Письменное задание A
Ответьте на вопросы по тексту о плюроперсональных пространствах ниже:
(i) Кто, кроме каждого следующего родившегося в семье ребенка, может войти во внутреннее пространство семьи и жить в нем?
(ii) Что, согласно тексту, имеет плюроперсональное пространство, хотя оно и закрыто?
(iii) Чем, в отличие от плюроперсонального, не является дуоперсональное интимное внутреннее пространство?
── Текст
Плюроперсональные интимные пространства семьи и дружеского круга
Совершенно новое по сравнению с описанным пространство возникает в том случае, когда в живой духовный контакт вступают трое или больше человек. Представим себе дружеский круг или семью. Здесь также образуется собственное пространство, в котором развиваются разнообразные отношения между членами этих общностей. В нем возникает определенная атмосфера, кристаллизуется все то, что происходит между личностями, и раскрывается тот «дух», который внутренне создает данные общности. Это собственное пространство не имеет характера того абсолютно интимного мира, который может возникнуть между двумя людьми. Оно не пронизано единым взглядом любви — не определяется в такой мере людьми. Оно более «самостоятельно» и имеет характер «среды». Дуоперсональное же интимное внутреннее пространство не является средой. Кроме того, плюроперсональное внутреннее пространство после своего образования остается открытым, так что в него могут войти или просто «заглянуть» другие люди. Так, например, во внутреннее пространство семьи может войти и жить в нем не только каждый последующий родившийся в ней ребенок, но и приемные дети, а также друзья, внешне и внутренне полностью разделяющие дела и заботы семьи.
Аналогичное имеет место и тогда, когда в уже существующий дружеский круг в качестве нового члена вживается очередной человек. Плюроперсональное пространство хотя и закрыто, однако имеет «двери», в то время как дуоперсональное интимное пространство настолько замкнуто, что никому больше не доступно, а в самом ярком случае полного взаимопроникновения взглядов любви не имеет даже «окон», не говоря уже о «дверях».
────
── Сохранённые данные
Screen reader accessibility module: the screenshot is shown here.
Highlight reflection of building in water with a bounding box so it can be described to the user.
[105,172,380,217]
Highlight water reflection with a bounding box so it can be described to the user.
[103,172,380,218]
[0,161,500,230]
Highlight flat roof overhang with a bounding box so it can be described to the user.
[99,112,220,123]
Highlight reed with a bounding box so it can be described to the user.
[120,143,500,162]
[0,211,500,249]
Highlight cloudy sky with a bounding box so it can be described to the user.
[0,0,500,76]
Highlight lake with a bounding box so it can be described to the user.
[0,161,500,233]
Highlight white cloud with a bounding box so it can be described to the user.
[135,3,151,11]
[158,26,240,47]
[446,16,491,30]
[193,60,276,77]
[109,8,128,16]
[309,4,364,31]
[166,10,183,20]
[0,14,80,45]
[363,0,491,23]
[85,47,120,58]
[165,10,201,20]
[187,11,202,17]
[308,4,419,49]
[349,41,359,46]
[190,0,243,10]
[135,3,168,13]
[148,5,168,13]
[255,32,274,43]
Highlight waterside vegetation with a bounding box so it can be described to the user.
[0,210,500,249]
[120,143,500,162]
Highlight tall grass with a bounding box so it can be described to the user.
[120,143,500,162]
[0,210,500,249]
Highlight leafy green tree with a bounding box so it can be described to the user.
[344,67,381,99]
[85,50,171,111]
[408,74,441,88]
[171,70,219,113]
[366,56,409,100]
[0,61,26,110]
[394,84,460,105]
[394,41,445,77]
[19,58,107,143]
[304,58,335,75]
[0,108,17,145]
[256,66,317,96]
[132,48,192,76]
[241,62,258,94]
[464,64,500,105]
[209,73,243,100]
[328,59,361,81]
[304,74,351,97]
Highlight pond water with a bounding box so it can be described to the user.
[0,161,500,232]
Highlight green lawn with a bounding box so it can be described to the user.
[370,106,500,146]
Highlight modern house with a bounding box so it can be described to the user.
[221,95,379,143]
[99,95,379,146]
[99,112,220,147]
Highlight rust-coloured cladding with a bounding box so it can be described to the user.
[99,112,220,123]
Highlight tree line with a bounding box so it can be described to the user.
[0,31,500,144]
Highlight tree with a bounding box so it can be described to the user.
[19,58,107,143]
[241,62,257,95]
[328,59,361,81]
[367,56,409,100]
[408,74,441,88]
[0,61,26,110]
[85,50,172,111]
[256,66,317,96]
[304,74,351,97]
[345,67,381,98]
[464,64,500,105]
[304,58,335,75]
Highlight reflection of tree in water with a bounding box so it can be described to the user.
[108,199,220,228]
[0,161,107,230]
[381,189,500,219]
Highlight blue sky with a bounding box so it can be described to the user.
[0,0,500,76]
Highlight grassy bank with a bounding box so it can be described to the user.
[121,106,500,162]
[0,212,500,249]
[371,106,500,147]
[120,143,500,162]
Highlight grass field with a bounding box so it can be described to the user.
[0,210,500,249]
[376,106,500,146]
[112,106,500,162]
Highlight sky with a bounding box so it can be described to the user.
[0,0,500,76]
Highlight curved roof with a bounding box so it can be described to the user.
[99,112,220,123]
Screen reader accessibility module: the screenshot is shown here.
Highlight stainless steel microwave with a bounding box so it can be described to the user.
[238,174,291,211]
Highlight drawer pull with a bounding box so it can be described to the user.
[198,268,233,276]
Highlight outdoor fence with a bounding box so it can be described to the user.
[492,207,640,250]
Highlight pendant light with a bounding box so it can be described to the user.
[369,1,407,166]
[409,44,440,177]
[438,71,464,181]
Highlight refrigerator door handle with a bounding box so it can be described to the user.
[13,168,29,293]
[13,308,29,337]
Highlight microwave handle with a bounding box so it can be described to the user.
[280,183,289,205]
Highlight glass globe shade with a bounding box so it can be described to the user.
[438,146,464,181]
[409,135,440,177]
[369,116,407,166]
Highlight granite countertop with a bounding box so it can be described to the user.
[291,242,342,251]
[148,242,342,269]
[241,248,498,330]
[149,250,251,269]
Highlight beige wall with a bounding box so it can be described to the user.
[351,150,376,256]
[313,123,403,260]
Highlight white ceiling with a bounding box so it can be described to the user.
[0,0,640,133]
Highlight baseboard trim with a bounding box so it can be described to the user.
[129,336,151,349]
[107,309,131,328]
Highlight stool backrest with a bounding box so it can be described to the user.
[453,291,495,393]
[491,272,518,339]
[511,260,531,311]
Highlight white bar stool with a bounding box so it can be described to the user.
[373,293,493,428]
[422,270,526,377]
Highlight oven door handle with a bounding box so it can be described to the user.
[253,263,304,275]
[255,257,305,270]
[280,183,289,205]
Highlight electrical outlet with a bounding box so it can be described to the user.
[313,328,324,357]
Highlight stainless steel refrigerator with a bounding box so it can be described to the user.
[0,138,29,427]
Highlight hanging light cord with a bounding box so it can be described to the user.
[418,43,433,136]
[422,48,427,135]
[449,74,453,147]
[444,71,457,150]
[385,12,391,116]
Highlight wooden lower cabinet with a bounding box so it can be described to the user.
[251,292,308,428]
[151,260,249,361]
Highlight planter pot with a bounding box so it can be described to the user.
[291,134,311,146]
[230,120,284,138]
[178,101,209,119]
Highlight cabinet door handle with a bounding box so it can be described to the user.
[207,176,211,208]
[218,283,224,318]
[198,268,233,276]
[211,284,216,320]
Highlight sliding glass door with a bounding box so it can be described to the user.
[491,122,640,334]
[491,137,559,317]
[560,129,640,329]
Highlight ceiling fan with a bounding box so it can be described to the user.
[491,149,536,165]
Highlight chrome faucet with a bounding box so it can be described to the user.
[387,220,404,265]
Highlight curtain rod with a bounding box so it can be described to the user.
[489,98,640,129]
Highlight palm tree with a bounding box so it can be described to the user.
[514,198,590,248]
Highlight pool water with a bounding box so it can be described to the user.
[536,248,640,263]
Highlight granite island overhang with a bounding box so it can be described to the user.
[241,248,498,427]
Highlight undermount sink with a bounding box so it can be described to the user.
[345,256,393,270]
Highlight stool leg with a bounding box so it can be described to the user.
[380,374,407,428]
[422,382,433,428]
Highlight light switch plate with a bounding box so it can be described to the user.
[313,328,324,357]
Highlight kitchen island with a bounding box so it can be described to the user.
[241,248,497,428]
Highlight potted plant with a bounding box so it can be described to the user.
────
Письменное задание B
Обновите перечень: перепишите всё от его начала до строки с «[0,161,500,230]» включительно, заменив «the user» на «the listener» и ничего больше не меняя.

Ответ A
(i) Приемные дети, а также друзья, внешне и внутренне полностью разделяющие дела и заботы семьи.
(ii) «Двери».
(iii) Средой.

Ответ B
Screen reader accessibility module: the screenshot is shown here.
Highlight reflection of building in water with a bounding box so it can be described to the listener.
[105,172,380,217]
Highlight water reflection with a bounding box so it can be described to the listener.
[103,172,380,218]
[0,161,500,230]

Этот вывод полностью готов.